Instructions for the task: Which lines in the records below contain the word "tank"? Pull out every one of them, treating uppercase and lowercase letters as different.
** Begin **
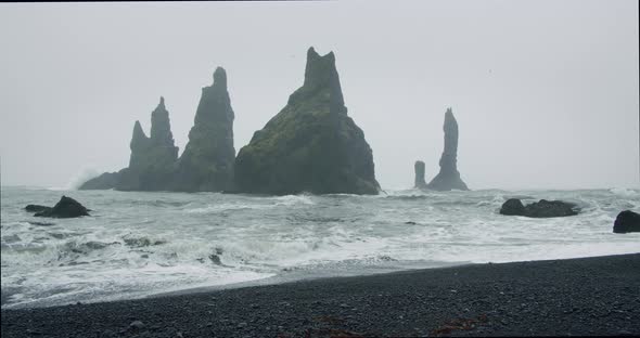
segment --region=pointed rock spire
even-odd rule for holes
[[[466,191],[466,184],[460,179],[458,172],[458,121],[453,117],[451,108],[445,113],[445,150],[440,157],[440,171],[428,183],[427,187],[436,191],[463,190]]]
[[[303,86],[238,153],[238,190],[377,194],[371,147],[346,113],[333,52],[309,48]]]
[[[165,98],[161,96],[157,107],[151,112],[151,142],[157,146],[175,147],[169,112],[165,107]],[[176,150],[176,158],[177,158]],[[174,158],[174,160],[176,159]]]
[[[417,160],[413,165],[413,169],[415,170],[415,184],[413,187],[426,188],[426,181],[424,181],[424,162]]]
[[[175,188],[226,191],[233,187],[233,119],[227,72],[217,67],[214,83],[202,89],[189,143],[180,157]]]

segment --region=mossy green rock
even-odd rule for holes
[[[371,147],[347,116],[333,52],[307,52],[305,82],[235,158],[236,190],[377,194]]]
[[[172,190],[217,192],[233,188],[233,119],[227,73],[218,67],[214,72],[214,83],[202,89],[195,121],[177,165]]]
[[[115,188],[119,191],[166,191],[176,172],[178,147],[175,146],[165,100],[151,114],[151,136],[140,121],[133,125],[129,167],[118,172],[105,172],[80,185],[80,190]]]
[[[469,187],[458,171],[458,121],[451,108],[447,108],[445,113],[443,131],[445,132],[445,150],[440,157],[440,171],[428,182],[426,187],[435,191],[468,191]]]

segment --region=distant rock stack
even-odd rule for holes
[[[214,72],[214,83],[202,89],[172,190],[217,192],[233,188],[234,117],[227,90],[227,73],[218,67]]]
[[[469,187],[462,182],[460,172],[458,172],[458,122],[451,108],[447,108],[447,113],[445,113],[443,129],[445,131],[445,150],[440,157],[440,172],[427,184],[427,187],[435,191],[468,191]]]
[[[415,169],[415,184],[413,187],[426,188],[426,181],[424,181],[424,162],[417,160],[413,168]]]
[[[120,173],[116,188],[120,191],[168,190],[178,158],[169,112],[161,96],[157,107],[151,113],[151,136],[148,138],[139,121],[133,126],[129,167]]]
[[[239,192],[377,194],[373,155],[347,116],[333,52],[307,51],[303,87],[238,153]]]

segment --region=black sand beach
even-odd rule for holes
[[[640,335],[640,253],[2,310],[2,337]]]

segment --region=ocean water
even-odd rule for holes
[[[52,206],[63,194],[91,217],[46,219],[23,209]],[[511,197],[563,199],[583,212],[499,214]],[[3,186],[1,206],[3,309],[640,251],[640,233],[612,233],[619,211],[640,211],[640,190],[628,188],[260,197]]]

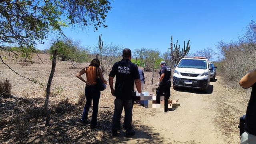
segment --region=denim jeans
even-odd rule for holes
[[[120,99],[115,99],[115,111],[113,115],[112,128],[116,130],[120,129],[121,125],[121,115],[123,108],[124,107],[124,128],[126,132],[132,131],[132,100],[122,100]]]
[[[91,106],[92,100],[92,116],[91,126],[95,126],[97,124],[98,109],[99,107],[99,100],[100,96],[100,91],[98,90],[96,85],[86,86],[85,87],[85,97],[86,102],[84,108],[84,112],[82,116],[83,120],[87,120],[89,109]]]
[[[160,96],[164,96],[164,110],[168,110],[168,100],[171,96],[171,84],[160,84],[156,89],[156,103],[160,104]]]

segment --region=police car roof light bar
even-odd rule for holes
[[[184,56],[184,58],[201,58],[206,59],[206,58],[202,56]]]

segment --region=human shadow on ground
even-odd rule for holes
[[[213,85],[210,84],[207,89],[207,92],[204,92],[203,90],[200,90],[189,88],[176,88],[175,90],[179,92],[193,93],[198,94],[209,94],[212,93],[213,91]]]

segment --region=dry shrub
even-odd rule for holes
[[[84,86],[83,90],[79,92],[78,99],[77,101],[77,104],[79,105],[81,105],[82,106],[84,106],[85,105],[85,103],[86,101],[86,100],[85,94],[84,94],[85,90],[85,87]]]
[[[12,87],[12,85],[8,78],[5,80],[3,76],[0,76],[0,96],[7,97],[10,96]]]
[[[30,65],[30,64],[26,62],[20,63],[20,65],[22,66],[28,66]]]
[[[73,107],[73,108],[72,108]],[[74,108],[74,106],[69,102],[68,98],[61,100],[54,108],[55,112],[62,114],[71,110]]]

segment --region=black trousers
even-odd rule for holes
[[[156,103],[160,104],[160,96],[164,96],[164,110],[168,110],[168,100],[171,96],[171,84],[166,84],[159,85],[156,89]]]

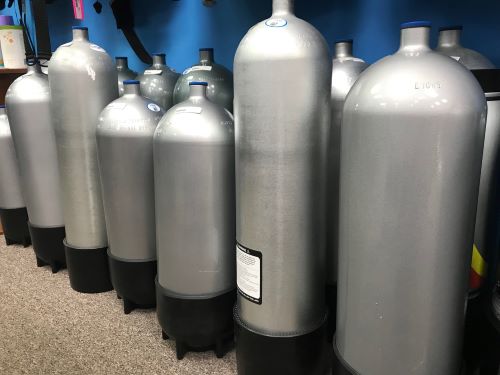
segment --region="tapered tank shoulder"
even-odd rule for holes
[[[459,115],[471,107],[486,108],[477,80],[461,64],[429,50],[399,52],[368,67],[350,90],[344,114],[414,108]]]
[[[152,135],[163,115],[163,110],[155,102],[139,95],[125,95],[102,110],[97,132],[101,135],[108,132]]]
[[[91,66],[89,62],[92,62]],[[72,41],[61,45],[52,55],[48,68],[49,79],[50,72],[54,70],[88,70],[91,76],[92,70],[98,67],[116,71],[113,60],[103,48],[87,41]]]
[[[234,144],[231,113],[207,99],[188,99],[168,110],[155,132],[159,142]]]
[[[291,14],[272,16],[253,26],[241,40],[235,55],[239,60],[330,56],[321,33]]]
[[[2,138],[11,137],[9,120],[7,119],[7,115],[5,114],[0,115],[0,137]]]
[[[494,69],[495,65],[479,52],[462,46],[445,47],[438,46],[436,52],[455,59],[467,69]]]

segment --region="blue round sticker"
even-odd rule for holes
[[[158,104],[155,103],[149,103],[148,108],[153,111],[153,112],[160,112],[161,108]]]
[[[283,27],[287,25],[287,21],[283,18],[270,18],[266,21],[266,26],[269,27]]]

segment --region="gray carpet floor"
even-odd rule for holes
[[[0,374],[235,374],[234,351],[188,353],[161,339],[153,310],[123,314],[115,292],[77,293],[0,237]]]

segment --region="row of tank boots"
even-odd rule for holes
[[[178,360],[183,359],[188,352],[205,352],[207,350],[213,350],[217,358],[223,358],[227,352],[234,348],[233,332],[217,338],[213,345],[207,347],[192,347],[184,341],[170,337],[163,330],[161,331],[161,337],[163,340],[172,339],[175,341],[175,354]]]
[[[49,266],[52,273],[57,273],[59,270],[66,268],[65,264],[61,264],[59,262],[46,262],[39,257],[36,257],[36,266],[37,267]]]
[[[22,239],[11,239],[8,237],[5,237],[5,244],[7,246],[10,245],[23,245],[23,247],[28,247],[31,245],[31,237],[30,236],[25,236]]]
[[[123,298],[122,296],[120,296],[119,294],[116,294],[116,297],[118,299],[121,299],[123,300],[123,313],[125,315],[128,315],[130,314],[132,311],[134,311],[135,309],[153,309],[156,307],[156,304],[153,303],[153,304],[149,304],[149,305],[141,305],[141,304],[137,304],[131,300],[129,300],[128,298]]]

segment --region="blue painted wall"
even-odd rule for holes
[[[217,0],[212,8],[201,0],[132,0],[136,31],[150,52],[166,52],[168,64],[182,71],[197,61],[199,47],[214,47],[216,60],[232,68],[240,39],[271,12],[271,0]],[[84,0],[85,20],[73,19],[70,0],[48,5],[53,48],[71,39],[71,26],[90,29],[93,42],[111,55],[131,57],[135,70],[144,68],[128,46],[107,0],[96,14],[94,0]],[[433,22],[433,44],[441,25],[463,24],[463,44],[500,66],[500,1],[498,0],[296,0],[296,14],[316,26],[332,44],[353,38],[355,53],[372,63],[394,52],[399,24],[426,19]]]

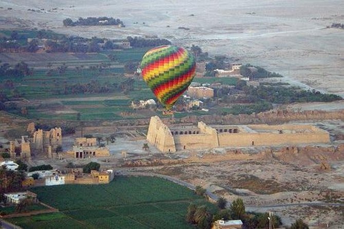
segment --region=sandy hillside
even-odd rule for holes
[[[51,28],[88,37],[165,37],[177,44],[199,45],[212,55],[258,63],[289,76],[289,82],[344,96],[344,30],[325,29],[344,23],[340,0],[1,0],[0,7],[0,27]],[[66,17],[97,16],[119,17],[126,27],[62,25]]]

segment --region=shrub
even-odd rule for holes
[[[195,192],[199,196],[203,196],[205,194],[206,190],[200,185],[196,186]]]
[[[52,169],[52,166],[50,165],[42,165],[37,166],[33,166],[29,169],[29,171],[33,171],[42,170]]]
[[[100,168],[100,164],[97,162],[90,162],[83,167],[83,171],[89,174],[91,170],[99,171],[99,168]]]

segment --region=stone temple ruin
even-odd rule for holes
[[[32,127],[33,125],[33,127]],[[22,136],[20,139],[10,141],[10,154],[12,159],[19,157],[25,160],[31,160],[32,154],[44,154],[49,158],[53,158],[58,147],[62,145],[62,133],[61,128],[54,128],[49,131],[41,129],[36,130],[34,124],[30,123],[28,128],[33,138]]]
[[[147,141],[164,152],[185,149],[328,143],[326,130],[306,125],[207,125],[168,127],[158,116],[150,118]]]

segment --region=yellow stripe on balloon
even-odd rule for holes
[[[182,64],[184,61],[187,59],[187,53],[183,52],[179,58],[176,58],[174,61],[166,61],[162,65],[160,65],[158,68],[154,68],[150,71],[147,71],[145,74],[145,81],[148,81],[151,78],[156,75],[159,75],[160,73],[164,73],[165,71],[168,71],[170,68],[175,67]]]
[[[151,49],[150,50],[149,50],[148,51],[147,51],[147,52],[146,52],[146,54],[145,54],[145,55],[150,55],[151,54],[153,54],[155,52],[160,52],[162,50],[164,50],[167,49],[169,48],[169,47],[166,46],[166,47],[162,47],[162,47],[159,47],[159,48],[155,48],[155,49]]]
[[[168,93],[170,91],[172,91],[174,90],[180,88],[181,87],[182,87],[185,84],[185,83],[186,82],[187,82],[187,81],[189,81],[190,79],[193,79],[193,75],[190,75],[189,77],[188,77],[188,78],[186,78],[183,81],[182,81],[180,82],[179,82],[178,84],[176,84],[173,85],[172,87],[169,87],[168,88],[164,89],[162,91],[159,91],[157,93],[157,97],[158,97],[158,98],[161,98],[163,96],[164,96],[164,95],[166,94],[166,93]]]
** End **
Solution below:
segment --region="tapered tank shoulder"
segment --region="row of tank boots"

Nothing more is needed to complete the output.